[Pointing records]
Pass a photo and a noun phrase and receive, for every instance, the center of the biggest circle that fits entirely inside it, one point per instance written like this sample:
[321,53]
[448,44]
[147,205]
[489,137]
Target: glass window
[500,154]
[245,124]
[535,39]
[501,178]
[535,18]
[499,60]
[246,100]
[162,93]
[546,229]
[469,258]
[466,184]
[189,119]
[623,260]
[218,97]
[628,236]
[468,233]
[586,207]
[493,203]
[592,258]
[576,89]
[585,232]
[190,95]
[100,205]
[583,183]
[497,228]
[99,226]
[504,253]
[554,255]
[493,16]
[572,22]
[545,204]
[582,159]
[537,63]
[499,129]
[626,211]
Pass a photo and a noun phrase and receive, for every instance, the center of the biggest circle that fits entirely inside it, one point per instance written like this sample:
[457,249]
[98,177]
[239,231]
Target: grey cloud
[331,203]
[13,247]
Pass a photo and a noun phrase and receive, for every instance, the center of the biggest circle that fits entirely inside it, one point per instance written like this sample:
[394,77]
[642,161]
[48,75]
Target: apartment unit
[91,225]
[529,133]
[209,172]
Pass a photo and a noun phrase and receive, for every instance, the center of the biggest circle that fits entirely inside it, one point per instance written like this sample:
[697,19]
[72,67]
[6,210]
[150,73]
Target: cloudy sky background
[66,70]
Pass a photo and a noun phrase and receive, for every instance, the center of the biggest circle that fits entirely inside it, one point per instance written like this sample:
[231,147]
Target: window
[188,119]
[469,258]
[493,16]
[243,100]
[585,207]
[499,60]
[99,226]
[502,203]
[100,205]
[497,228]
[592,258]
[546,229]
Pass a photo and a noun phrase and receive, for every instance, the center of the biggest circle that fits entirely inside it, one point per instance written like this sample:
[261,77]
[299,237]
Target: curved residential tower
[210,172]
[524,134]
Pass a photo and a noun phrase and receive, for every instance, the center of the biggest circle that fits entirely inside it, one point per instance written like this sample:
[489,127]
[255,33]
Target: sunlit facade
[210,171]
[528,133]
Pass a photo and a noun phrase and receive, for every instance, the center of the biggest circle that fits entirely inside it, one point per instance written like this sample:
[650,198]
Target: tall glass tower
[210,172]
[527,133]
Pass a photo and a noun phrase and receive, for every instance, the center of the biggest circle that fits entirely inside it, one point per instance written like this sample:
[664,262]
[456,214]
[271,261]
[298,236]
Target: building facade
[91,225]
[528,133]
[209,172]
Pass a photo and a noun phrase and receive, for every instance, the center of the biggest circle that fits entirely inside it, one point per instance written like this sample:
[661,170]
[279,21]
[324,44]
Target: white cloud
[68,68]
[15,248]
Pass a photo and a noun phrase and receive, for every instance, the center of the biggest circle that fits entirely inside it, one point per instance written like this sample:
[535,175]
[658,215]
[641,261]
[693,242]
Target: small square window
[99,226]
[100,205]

**What the task requires:**
All of the material above needs to be copied exactly.

**Written response:**
Pass a photo and a noun phrase and receive, for every instance, the center of the biggest circle that fits entirely inside it, one point per instance written like this sample:
[321,53]
[448,44]
[147,205]
[489,137]
Target: glass window
[500,154]
[245,124]
[535,39]
[501,178]
[535,18]
[499,60]
[246,100]
[162,93]
[546,229]
[469,258]
[466,184]
[189,119]
[623,260]
[218,97]
[628,236]
[468,233]
[586,207]
[493,203]
[592,258]
[576,89]
[585,232]
[190,95]
[100,205]
[583,183]
[497,228]
[99,226]
[504,253]
[554,255]
[493,16]
[572,22]
[545,204]
[582,159]
[537,63]
[499,129]
[626,211]
Pass a photo and a noun phrase and receive, for every instance, the center of the biggest circle that fits entirely inside it, one point per instance written like this sample:
[457,249]
[98,177]
[239,231]
Target: grey cloud
[331,203]
[13,247]
Pass a photo and a noun phrase and receive, for every instance, the center of the biggest circle that fits entirely inside it, one point per instance written like this sample:
[394,77]
[642,161]
[48,75]
Target: apartment unit
[91,225]
[529,133]
[209,172]
Pass a photo and a noun phrase and receive, for every instance, the center of the biggest circle that fits entirely inside it, one point per instance written like this sample:
[697,19]
[72,67]
[6,210]
[150,73]
Target: cloudy sky background
[66,70]
Pass a photo and a noun phrase and receive, for every instance, the center of the biggest circle that fits entirely inside it, one point per instance written like this sample:
[231,147]
Target: window
[188,119]
[469,258]
[493,16]
[243,100]
[585,207]
[499,60]
[99,226]
[502,203]
[100,205]
[497,228]
[592,258]
[546,229]
Pass a photo and a noun phrase and receive, for every instance, the center of the biggest circle that fits entirely inside it, one point per instance written like this sample:
[261,77]
[299,237]
Target: curved residential tower
[210,172]
[524,134]
Pass a photo and a noun phrase and receive, for every instance, the center of the biggest circle that fits entirely inside it, one point per instance written like this sample:
[489,127]
[255,33]
Target: sunlit facade
[210,171]
[528,133]
Pass a photo and a noun phrase and receive, for every instance, the center of the biggest circle that fits entirely inside it, one point per instance written like this sample:
[650,198]
Target: tall glass tower
[210,172]
[527,133]
Pass a photo and a noun phrase and receive, for every instance, the center of the biggest circle that fits entirely inside it, one point per instance written like this sample:
[664,262]
[456,214]
[271,261]
[298,236]
Target: building facade
[91,225]
[528,133]
[209,172]
Pass a photo and a noun phrase and receive, for every instance, the center of the biggest circle that fits entirely inside it, one point per instance written like this sample:
[661,170]
[279,21]
[324,44]
Target: white cloud
[68,68]
[15,248]
Pass a photo and a noun phrase and receive, for every instance, the center of the biggest circle that fits entirely inside it, one point per instance written like this sample:
[535,175]
[658,215]
[641,261]
[693,242]
Target: small square window
[99,226]
[100,205]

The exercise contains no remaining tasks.